**Exercises to complete**
**a.** Answer each of the following from the Oracle extract post.
(i) Where is the output saved?
(ii) What value does Extract1.sql give to linesize?
(iii) Which date format does the to_char call use?
**b.** Decide whether each statement agrees with the Oracle extract post. Give yes or no, and quote the words that decide it.
(i) The reports are generated through a GUI.
(ii) The batch file sends its log to C:\DailyExtracts\Extract1.log.
(iii) Extract1.sql sets pagesize to 100.
**c.** Extend the Oracle extract post, starting right after its final line.

**Extracted text**
** Start **
It isn't perfect, but it does work, and it's the closest to standard Oracle SQL that I've found for a dynamic column header outside of a development environment. We use this extensively to generate recurring daily/weekly/monthly reports to users without resorting to a GUI. Output is saved to a shared network drive directory/Sharepoint.
REM BEGIN runExtract1.bat file -----------------------------------------
sqlplus username/password#database #C:\DailyExtracts\Extract1.sql > C:\DailyExtracts\Extract1.log
exit
REM END runExtract1.bat file -------------------------------------------
REM BEGIN Extract1.sql file --------------------------------------------
set colsep ,
set pagesize 0
set trimspool on
set linesize 4000
column dt new_val X
select to_char(sysdate,'MON-YYYY') dt from dual;
spool c:\DailyExtracts\&X._Extract1.csv
select '&X-Project_id', 'datacolumn2-Project_Name', 'datacolumn3-Plant_id' from dual;
select
PROJ_ID
||','||
replace(PROJ_NAME,',',';')-- "Project Name"
||','||
PLANT_ID-- "Plant ID"
** End **
**Given records**
** Start **
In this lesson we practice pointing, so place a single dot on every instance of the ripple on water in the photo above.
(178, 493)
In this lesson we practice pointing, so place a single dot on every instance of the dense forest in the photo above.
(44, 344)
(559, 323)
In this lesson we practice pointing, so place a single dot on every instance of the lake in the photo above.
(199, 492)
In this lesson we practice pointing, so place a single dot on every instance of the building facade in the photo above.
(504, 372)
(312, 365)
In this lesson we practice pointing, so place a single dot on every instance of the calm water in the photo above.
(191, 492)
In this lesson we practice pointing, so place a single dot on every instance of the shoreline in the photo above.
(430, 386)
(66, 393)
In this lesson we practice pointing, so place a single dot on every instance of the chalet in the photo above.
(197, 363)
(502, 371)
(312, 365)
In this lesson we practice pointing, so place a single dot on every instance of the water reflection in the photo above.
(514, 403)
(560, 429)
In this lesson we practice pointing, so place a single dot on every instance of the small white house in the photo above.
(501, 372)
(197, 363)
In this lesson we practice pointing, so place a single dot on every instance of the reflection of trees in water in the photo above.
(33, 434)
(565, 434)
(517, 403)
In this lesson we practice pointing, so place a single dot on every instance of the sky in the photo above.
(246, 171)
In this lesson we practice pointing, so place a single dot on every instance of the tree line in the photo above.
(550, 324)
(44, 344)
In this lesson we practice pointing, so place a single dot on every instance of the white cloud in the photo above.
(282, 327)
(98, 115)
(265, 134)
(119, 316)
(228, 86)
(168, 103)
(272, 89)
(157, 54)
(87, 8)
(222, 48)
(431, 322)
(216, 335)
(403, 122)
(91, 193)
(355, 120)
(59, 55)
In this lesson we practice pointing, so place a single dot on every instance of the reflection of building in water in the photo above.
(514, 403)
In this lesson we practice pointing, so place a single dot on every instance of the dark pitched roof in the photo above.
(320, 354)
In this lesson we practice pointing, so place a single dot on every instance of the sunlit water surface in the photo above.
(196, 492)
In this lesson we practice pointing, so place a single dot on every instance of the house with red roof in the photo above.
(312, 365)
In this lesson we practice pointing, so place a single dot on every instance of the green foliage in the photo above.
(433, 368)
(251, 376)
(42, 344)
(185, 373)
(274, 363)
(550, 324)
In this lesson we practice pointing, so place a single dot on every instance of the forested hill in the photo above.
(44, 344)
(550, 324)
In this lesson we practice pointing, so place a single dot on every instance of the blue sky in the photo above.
** End **
** Start **
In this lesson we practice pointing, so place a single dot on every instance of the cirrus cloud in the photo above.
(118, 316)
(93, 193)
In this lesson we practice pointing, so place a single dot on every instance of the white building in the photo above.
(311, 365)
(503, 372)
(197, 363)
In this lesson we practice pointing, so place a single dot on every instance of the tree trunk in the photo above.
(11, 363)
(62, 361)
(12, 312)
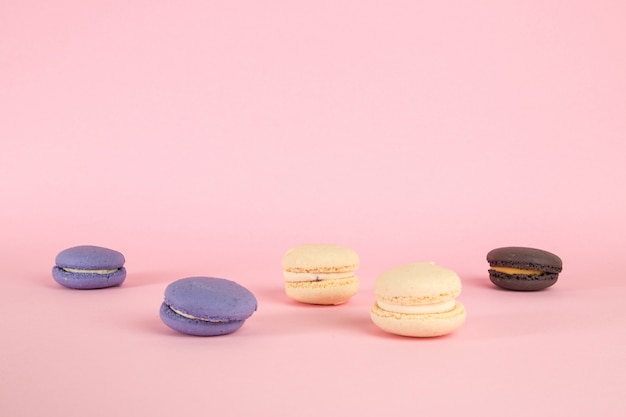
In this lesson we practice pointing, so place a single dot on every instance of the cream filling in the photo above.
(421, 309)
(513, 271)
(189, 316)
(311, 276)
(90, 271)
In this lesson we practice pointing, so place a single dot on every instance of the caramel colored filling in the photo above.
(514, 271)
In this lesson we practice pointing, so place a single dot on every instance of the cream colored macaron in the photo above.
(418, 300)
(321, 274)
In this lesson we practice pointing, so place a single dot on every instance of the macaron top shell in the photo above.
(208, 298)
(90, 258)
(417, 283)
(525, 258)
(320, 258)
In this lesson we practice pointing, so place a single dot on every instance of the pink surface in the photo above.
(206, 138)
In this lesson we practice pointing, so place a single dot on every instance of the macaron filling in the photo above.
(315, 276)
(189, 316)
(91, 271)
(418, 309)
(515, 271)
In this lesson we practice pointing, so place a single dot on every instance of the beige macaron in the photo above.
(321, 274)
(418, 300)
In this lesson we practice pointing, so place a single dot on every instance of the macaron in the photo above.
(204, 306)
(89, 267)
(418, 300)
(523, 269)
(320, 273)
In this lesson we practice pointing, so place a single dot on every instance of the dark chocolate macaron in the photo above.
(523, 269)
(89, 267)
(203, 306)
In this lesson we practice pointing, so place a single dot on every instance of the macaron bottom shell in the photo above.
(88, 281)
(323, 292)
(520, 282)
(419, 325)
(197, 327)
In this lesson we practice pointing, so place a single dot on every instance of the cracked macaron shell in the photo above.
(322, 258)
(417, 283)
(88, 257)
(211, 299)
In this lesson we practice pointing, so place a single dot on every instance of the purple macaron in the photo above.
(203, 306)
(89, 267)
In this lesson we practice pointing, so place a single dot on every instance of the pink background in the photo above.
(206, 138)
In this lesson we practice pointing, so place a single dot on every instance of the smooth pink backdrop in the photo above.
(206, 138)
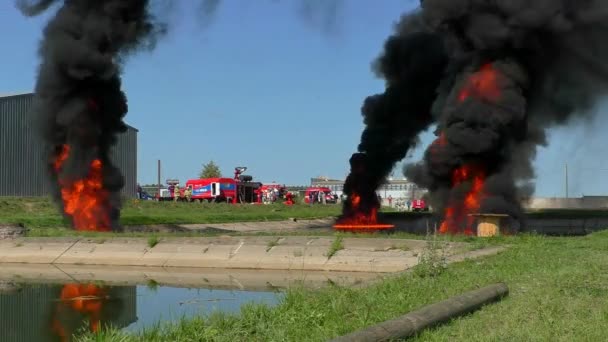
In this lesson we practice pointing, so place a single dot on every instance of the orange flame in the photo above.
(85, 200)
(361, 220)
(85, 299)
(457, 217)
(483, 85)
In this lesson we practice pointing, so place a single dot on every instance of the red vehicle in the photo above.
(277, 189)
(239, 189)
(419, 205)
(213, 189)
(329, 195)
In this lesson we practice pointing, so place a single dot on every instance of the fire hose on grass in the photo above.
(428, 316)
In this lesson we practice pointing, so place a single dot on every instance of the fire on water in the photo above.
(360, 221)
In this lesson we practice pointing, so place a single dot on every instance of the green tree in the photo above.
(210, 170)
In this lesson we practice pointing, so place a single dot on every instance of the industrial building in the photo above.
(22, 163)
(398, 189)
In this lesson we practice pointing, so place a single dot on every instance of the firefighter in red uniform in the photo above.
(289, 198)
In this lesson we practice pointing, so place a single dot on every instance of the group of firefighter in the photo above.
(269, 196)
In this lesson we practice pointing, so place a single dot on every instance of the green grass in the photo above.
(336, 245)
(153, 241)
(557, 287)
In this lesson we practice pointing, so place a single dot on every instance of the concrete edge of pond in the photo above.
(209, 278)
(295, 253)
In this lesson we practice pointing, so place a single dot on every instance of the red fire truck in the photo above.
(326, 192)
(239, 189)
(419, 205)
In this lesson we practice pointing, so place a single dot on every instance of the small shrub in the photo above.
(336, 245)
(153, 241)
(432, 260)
** End **
**Results by task**
**a.**
(i) A shared network drive directory/Sharepoint.
(ii) 4000.
(iii) 'MON-YYYY'.

**b.**
(i) No: "without resorting to a GUI"
(ii) Yes: "> C:\DailyExtracts\Extract1.log"
(iii) No: "set pagesize 0"

**c.**
from PROJECTS
where ADDED_DATE >= TO_DATE('01-'||(select to_char(sysdate,'MON-YYYY') from dual));
spool off
exit
/
REM ------------------------------------------------------------------
CSV OUTPUT (opened in Excel and copy/pasted):
old 1: select '&X-Project_id' 'datacolumn2-Project_Name' 'datacolumn3-Plant_id' from dual
new 1: select 'MAR-2018-Project_id' 'datacolumn2-Project_Name' 'datacolumn3-Plant_id' from dual
MAR-2018-Project_id datacolumn2-Project_Name datacolumn3-Plant_id
31415 name1 1007
31415 name1 2032
32123 name2 3302
32123 name2 3384
32963 name3 2530
33629 name4 1161
34180 name5 1173
34180 name5 1205
...
...
etc...
135 rows selected.